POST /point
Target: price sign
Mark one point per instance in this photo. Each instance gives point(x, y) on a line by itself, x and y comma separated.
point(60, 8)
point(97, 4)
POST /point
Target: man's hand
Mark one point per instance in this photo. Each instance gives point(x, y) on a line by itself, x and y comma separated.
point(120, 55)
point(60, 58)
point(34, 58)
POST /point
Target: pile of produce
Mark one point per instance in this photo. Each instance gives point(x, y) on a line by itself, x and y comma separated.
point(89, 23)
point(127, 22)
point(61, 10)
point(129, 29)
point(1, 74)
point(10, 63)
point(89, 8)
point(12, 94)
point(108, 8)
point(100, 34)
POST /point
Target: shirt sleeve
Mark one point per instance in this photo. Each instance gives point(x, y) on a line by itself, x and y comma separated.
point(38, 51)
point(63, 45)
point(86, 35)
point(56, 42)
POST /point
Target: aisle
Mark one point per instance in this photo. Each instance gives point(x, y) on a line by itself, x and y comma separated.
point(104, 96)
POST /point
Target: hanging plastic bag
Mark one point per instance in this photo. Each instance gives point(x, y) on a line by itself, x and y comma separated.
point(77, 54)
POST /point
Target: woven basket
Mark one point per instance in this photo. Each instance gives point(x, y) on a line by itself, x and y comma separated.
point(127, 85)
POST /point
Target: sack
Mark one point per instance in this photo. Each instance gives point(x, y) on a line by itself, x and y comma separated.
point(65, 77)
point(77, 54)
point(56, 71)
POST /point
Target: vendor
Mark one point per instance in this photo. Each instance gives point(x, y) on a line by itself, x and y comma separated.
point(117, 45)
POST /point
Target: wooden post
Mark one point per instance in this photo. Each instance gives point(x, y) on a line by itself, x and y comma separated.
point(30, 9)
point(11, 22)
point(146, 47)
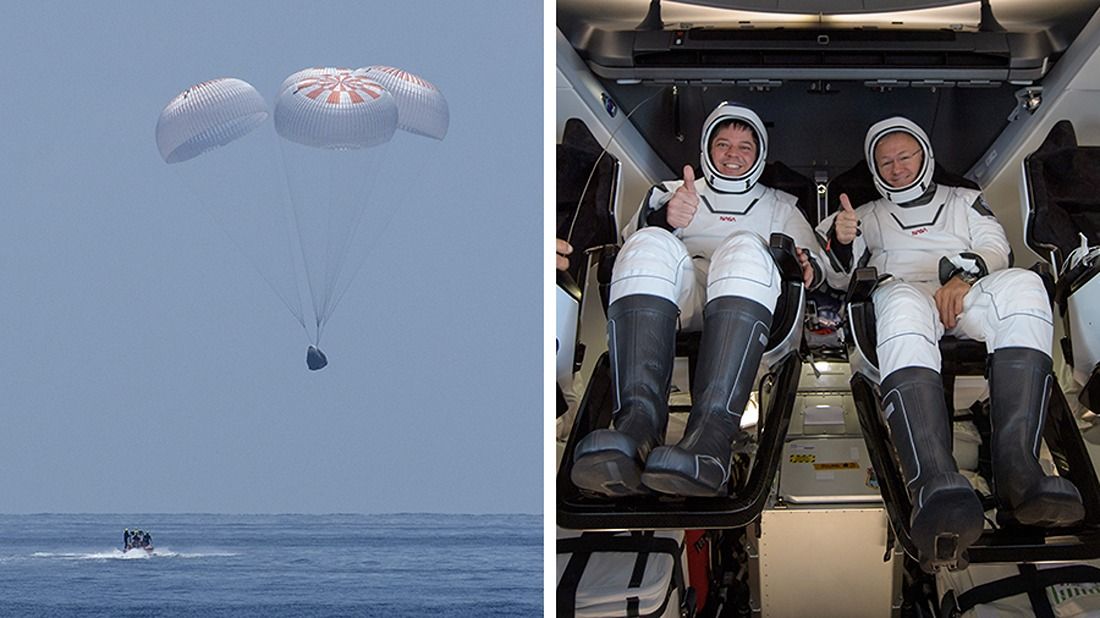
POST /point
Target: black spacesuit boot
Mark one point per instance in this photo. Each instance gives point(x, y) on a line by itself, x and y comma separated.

> What needs to be done
Keep the pictures out and print all the records exactly as they are.

> Answer below
POST /point
Target: price sign
Mark one point per instance in this photo. Each instance gives point(x, y) on a line by itself, x and y comma separated.
point(60, 8)
point(97, 4)
POST /point
Target: man's hand
Mark one point per instance in this photo. Each instance gives point(x, y) on a line by itself, x and y comma separated.
point(120, 55)
point(60, 58)
point(34, 58)
POST /point
Target: pile of produce
Mark one point per instance in this photo. Each instance gives point(x, y) on a line by itself, x and y comma separated.
point(89, 23)
point(127, 22)
point(61, 10)
point(129, 29)
point(1, 74)
point(10, 63)
point(89, 8)
point(12, 94)
point(108, 8)
point(100, 34)
POST /point
Target: shirt sleeve
Mark one point per instance in this photo. Each instance gives point(x, y) on a line by itself, x and y comma separated.
point(38, 51)
point(63, 45)
point(86, 35)
point(56, 42)
POST /point
Target: aisle
Mark one point per instance in this photo. Each instance gives point(x, y) on a line by itself, x and y comma separated.
point(104, 96)
POST /point
Target: hanging plastic bag
Mark one point per instance in this photo. Each instance gives point(x, y) on a line by itself, x and y comma separated.
point(77, 54)
POST /point
Target: woven basket
Mark one point per instance in this photo. Each instance gives point(x, y) on a line by itself, x and y comma separated.
point(127, 85)
POST /point
Target: sack
Mark one point per instance in this photo. Each instance gives point(x, y) on a line by itself, x and y comma separated.
point(65, 77)
point(77, 54)
point(56, 71)
POST /point
Target: vendor
Mark one point per instance in this photo. Each instance gives point(x, y) on a line by itself, x and y comma separated.
point(117, 45)
POST /point
Target: wooden post
Mark one point per instance in this photo. Each instance gives point(x, y) on a line by itself, x and y comma separated.
point(30, 9)
point(11, 22)
point(146, 47)
POST /point
Target: black spacesuit boot
Mark one point per instance in this photo. Each instance gives point(x, y) on a line by itself, x and y comma separated.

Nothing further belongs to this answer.